== EXTRACT PROVIDED
- Born: November 29, 1802 Fredericksburg, Virginia, U.S.
- Died: March 1, 1870 (aged 67) Richmond, Virginia, U.S.
- Resting place: Hollywood Cemetery
- Occupations: Educator; clergyman;

= William Andrew Smith =

American college president and clergyman (1802–1870)

William Andrew Smith (November 29, 1802 – March 1, 1870) was an American college president and clergyman. He was selected as president of Randolph–Macon College in Ashland, Virginia in 1846. He also taught while at the institution, and held pro-Slavery views.

== Life and career ==
William Andrew Smith was born on November 29, 1802, in Fredericksburg, Virginia, to William & Mary (Porter) Smith. William Andrew's mother died of illness in 1804 and his father was killed by business associates in 1813.

Smith was a preacher for the Methodist Episcopal Church, being admitted on trial in 1825 and becoming a full preacher in 1827. Smith was elected president of Randolph–Macon College in Ashland, Virginia in 1846. He was also a professor of moral and intellectual philosophy at the college.

In 1839, while Smith was serving in Lynchburg, Virginia, he was lent a cradle by Methodist bishop John Early. The cradle unexplainably rocked back and forth of its own accord and was widely believed to be haunted. The cradle is now held by the Lynchburg Museum.
====
== ENTRIES
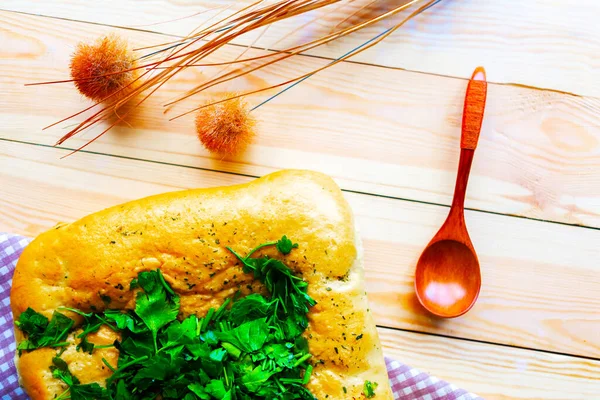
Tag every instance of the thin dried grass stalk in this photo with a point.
(192, 50)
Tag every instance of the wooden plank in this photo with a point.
(538, 156)
(495, 372)
(541, 281)
(543, 43)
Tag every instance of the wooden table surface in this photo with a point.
(386, 126)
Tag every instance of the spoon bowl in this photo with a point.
(447, 277)
(448, 291)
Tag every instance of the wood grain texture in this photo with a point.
(395, 135)
(542, 43)
(541, 281)
(494, 372)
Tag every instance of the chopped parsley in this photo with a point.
(369, 389)
(249, 348)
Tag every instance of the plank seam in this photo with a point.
(441, 335)
(258, 176)
(350, 61)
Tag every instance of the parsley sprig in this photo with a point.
(249, 348)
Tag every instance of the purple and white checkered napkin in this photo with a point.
(407, 383)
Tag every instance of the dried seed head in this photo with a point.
(226, 128)
(107, 55)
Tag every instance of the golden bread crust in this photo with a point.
(184, 234)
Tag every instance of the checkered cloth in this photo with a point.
(407, 383)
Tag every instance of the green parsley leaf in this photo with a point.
(248, 337)
(155, 306)
(285, 245)
(369, 389)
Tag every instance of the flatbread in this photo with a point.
(184, 234)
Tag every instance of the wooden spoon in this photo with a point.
(447, 277)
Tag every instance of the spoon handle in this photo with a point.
(473, 109)
(471, 126)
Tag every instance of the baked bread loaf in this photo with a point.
(185, 233)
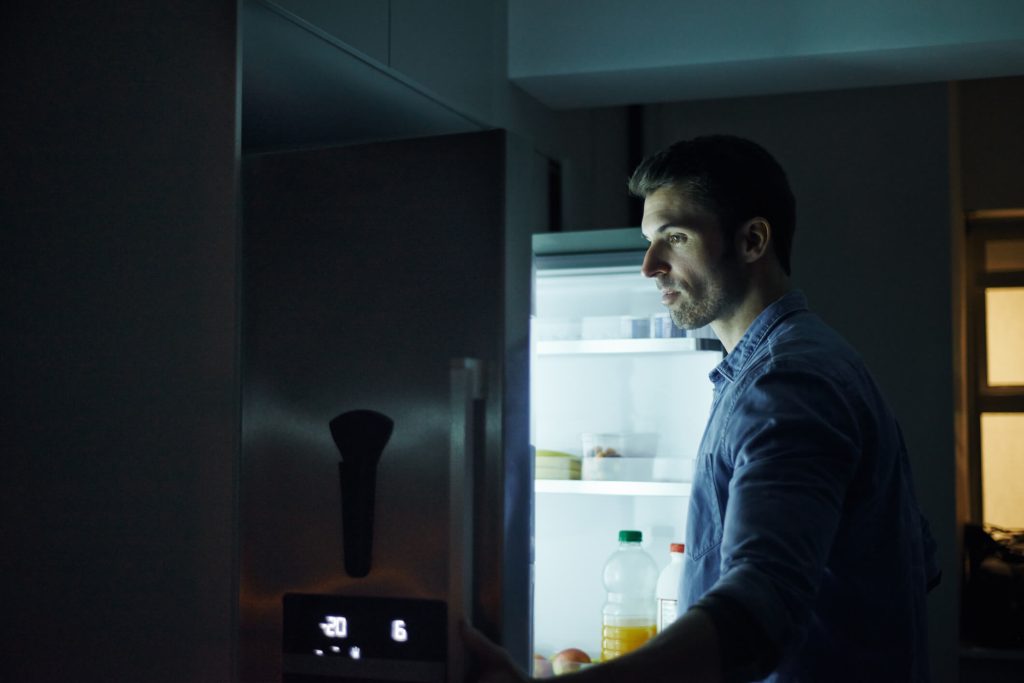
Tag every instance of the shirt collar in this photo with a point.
(733, 364)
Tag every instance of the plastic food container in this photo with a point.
(619, 457)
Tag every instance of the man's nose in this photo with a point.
(653, 264)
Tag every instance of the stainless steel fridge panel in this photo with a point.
(367, 269)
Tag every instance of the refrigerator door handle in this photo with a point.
(467, 409)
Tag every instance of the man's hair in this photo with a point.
(732, 177)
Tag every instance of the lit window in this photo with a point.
(1003, 468)
(1005, 335)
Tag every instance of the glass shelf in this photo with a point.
(591, 487)
(674, 345)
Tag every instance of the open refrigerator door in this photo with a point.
(619, 401)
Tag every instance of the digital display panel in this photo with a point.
(338, 638)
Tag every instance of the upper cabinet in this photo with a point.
(317, 74)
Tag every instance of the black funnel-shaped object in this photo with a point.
(360, 437)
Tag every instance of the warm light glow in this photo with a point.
(1003, 468)
(1005, 333)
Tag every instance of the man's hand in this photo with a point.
(489, 664)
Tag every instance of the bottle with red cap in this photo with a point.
(668, 587)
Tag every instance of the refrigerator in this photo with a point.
(608, 371)
(411, 279)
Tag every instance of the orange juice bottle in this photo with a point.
(630, 609)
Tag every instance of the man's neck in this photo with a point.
(759, 296)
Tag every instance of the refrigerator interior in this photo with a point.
(585, 377)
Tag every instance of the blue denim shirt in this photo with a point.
(803, 509)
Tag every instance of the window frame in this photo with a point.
(982, 227)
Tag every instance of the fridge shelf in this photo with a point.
(582, 346)
(590, 487)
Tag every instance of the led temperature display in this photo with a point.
(331, 634)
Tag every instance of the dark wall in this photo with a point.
(120, 407)
(870, 172)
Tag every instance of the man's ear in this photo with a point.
(753, 239)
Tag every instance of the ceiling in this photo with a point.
(584, 53)
(303, 86)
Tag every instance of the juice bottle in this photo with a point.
(629, 613)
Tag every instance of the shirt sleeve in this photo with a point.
(795, 443)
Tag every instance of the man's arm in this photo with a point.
(687, 650)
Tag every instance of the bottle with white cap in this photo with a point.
(668, 587)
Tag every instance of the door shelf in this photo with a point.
(582, 346)
(590, 487)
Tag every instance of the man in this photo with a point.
(807, 557)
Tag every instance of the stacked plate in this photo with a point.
(556, 465)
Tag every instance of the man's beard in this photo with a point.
(713, 300)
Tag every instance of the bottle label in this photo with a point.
(667, 610)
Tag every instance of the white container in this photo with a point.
(619, 457)
(668, 587)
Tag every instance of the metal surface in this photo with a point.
(366, 270)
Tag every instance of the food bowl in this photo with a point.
(619, 456)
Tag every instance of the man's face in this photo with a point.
(697, 272)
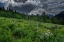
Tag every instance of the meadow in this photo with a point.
(21, 30)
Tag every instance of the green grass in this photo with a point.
(19, 30)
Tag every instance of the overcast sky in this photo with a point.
(34, 6)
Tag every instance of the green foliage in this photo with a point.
(17, 30)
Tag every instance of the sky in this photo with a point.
(52, 7)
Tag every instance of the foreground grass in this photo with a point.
(18, 30)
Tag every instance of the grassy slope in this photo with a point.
(19, 30)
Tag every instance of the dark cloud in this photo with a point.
(23, 1)
(30, 6)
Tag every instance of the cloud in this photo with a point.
(35, 6)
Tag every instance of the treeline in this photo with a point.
(9, 13)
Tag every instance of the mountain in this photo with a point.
(60, 15)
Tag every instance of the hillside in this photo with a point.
(60, 15)
(20, 30)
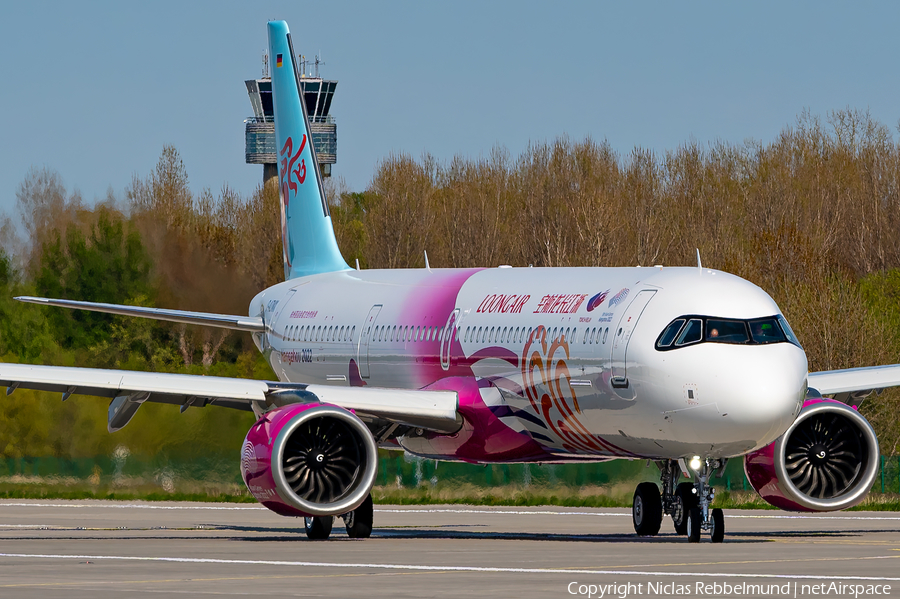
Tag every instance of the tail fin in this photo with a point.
(306, 229)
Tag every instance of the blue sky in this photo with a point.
(95, 89)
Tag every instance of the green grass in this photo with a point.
(618, 495)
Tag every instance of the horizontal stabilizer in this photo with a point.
(855, 381)
(225, 321)
(431, 410)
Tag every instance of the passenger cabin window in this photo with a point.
(688, 330)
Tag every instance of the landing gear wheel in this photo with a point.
(318, 528)
(694, 521)
(685, 500)
(718, 525)
(646, 509)
(359, 522)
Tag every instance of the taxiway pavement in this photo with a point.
(76, 549)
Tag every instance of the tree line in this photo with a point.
(812, 217)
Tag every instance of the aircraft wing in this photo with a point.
(855, 382)
(225, 321)
(432, 410)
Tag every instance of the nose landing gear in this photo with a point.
(687, 503)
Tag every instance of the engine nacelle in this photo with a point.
(309, 460)
(827, 460)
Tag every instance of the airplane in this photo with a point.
(686, 367)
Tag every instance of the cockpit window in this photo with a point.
(692, 333)
(688, 330)
(789, 333)
(766, 330)
(668, 336)
(726, 331)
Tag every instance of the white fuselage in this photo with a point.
(566, 356)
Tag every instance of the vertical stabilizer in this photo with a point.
(306, 230)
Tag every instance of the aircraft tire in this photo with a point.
(318, 528)
(694, 520)
(646, 510)
(718, 526)
(685, 501)
(359, 522)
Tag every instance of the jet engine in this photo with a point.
(309, 460)
(827, 460)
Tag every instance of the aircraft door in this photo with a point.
(447, 339)
(365, 336)
(622, 335)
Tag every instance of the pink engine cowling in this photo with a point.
(827, 460)
(309, 460)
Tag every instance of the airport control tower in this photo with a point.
(259, 131)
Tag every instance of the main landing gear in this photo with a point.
(358, 523)
(687, 503)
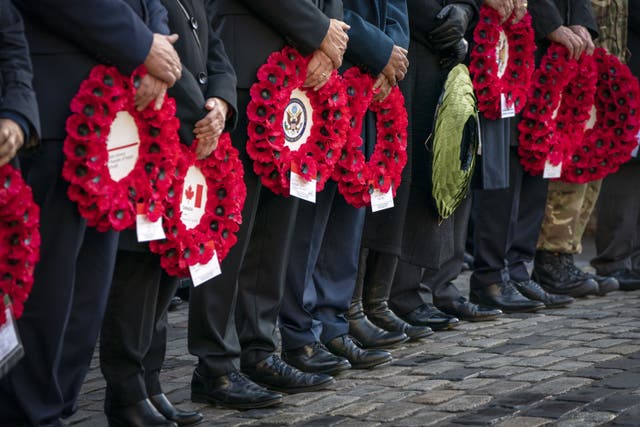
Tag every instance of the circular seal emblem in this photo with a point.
(294, 121)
====
## YOUR TASKS
A. In the William Andrew Smith biography, what year did Smith become a full preacher?
B. Render this sentence from the William Andrew Smith biography in Spanish: "The cradle is now held by the Lynchburg Museum."
C. Pick up the William Andrew Smith biography after its last sentence and carry it on.
The records have no connection to the biography of William Andrew Smith.

## OUTPUTS
A. 1827

B. La cuna se conserva ahora en el Museo de Lynchburg.

C.
Smith was pro-slavery and published a series of lectures titled "Lectures on the Philosophy and Practice of Slavery, as Exhibited in the Institution of Domestic Slavery in the United States: with the Duties of Masters to Slaves" in 1856. In 1866, Smith resigned from his position as president. He went on to become the pastor of Centenary Church in St. Louis, Missouri. In 1868, Smith was selected to be the fifth president of Central College (now Central Methodist University) in Fayette, Missouri, as it resumed operations after the American Civil War.

Smith died on March 1, 1870, in Richmond, Virginia. He was buried in Hollywood Cemetery.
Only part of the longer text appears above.